- _DATASET EXCERPTS_:
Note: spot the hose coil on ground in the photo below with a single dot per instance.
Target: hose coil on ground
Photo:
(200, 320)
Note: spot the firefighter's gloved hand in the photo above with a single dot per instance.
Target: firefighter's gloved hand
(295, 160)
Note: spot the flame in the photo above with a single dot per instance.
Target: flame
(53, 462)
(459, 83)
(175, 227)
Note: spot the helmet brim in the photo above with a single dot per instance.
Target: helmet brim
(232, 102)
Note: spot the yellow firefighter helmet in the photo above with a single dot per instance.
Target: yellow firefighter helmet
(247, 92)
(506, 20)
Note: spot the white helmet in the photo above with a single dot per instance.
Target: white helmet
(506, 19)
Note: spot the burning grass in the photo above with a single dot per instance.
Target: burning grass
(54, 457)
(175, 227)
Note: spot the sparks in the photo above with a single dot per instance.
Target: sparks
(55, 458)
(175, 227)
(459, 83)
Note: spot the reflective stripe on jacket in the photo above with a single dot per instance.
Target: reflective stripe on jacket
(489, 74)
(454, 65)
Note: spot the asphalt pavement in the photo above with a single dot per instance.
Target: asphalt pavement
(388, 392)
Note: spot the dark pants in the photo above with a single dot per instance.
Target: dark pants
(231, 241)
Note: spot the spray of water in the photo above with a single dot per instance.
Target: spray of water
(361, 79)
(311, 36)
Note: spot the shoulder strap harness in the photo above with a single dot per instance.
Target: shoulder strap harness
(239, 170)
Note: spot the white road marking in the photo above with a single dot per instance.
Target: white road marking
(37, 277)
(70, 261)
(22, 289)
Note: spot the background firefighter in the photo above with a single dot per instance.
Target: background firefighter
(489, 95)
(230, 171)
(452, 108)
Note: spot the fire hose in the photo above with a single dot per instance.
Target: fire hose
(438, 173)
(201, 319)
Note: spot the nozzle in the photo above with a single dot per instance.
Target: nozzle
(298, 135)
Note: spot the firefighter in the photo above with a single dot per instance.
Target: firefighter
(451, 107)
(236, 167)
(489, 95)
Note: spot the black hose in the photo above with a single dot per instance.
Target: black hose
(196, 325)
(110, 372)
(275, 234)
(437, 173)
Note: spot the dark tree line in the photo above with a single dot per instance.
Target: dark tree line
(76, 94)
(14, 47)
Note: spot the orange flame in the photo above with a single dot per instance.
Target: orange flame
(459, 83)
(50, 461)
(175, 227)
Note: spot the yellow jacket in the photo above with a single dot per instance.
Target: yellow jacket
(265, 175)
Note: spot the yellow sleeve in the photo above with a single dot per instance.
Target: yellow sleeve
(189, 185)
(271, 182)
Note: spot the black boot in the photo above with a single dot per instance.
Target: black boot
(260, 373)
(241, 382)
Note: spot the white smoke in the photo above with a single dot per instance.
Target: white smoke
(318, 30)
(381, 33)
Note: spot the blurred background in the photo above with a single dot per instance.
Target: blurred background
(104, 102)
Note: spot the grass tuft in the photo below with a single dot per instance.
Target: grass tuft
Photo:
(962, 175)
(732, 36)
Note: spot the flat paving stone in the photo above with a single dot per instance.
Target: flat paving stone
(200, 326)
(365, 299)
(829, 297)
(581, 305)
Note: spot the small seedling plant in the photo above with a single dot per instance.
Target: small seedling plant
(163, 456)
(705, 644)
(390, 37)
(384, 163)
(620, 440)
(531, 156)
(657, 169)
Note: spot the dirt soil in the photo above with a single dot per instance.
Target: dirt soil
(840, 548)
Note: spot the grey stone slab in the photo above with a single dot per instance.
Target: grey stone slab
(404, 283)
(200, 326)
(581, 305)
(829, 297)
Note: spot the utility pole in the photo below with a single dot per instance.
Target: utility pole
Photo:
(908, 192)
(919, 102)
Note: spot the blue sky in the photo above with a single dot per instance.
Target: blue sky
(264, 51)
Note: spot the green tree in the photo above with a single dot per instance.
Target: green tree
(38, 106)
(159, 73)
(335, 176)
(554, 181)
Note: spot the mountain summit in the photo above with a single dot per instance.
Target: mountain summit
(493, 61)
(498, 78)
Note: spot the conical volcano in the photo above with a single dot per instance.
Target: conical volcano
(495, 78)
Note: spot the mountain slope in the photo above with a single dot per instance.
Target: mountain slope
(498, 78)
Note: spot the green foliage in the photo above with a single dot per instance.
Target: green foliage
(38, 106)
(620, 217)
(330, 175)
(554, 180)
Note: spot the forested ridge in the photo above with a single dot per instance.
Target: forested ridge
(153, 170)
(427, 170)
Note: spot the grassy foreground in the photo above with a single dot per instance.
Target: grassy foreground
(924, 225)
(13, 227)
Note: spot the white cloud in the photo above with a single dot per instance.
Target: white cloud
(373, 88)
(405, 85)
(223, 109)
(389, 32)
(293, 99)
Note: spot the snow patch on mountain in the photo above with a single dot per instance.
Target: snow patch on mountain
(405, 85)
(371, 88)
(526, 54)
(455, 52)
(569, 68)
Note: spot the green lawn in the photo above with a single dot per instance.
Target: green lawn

- _SET EXERCISE_: Extract the complete listing verbatim.

- _CORRECT ANSWER_:
Note: spot the hose coil on ground in the photo below with a single dot per instance.
Target: hose coil on ground
Photo:
(200, 320)
Note: spot the firefighter's gloved hand in the photo above with a single dot per instance.
Target: firefighter's gloved hand
(295, 160)
Note: spot the flame in the photo above with a single dot per instance.
Target: flame
(53, 462)
(459, 83)
(175, 227)
Note: spot the helmet brim in the photo above with a single dot per instance.
Target: helmet brim
(232, 102)
Note: spot the yellow firefighter helmet in the photo above with a single dot per instance.
Target: yellow firefighter helmet
(247, 92)
(506, 20)
Note: spot the white helmet in the photo above with a single dot per instance.
Target: white helmet
(506, 19)
Note: spot the burning grass in the photo above with a single dot per instance.
Target: burning grass
(54, 457)
(175, 227)
Note: spot the sparks in the photo above with a single dot per instance.
Target: sparks
(55, 458)
(175, 227)
(459, 83)
Note: spot the reflective stripe on jacket in the photo above with a single dot per instance.
Target: reflective stripe on jacket
(489, 74)
(454, 65)
Note: spot the asphalt pavement in the photo above with a single dot per instance.
Target: asphalt pavement
(388, 392)
Note: spot the dark pants in the photo above with a single dot per instance.
Target: dark pants
(231, 241)
Note: spot the spray of water in the photo above with a single dot per instance.
Target: spray of water
(361, 79)
(311, 36)
Note: spot the shoulder strap harness in the photo above with a single dot per instance.
Target: shoulder strap harness
(239, 170)
Note: spot the white road marking in the photo above with a single dot per instance.
Target: white road marking
(37, 277)
(70, 261)
(22, 289)
Note: spot the background firefighter in the photo above with a single dot per instance.
Target: background firefighter
(489, 95)
(230, 171)
(452, 108)
Note: spot the fire hose in the photo above with a single dot per instance.
Target: fire hose
(438, 173)
(201, 319)
Note: spot the nozzle in the photo above with a single dot per instance.
Target: nozzle
(298, 135)
Note: spot the firefighter in the photo above with a single dot per instance.
Target: firefighter
(451, 107)
(236, 167)
(489, 95)
Note: spot the black hose in the photo above with a single dot per instance.
Target: black hose
(196, 325)
(110, 372)
(275, 234)
(437, 173)
Note: spot the dark tree line in the photo above with a single dot per instance.
Target: dark tree line
(76, 94)
(14, 47)
Note: spot the orange flame in the photo above with a single dot per instance.
Target: orange flame
(459, 83)
(50, 461)
(175, 227)
Note: spot the yellow jacket in the photo above with a single dot per instance.
Target: yellow jacket
(265, 175)
Note: spot the yellow sleeve in the photo above with a single dot per instance.
Target: yellow sleeve
(189, 185)
(271, 182)
Note: spot the black boot in the photo above with a single dot per instance.
Target: black boot
(260, 373)
(241, 382)
Note: spot the white smoke in the photo above with a single dot per instance.
Target: white smoke
(318, 30)
(381, 33)
Note: spot the blurred background in the photo above with a single dot per instance.
Target: blurred background
(104, 102)
Note: spot the grass tuft in the photo below with a single dot per instance.
Target: grass tuft
Photo:
(962, 175)
(732, 36)
Note: spot the flat paving stone in the photo above with a single dot per instance.
Target: flat paving stone
(200, 326)
(365, 299)
(829, 297)
(581, 305)
Note: spot the small seedling plant in the photo above with a single dot per instance.
Target: small seedling plant
(163, 456)
(705, 644)
(390, 37)
(384, 163)
(620, 440)
(531, 156)
(657, 169)
Note: spot the dirt soil in the photo above with a single dot per instance.
Target: dirt soil
(840, 548)
Note: spot the grey stone slab in the photo above with a single dot per instance.
Target: grey stone slab
(404, 283)
(200, 326)
(581, 305)
(829, 297)
Note: spot the utility pole in the photo below with a single dot per instance.
Target: utility pole
Photo:
(908, 192)
(919, 102)
Note: spot the blue sky in the photo above with a single dot per instance.
Target: blue sky
(264, 51)
Note: spot the green tree in the photo above with a single dot per instance.
Target: green tree
(38, 106)
(159, 73)
(335, 176)
(554, 181)
Note: spot the mountain summit in the photo above with a single dot per instance.
Target: mountain summit
(493, 61)
(498, 78)
Note: spot the conical volcano in the photo above with a single dot per instance.
Target: conical volcano
(495, 78)
Note: spot the mountain slope in the photo above with a single dot per instance.
Target: mountain slope
(498, 78)
Note: spot the green foliage in the photo above with a single dot per instance.
Target: green foliage
(38, 106)
(620, 217)
(330, 175)
(554, 180)
Note: spot the forested ridge in the photo above with a single dot per instance.
Target: forested ridge
(153, 170)
(427, 170)
Note: spot the grassy foreground in the photo above with a single dot per instance.
Target: grassy foreground
(924, 225)
(13, 227)
Note: spot the white cloud in the photo above with a single dot per instance.
Target: white cloud
(373, 88)
(405, 85)
(223, 109)
(389, 32)
(293, 99)
Note: spot the snow patch on mountain in the photo above with a single dot per instance.
Target: snow patch on mountain
(405, 85)
(371, 88)
(526, 54)
(455, 52)
(569, 68)
Note: spot the green lawn in the photo above with a single dot per instance.
Target: green lawn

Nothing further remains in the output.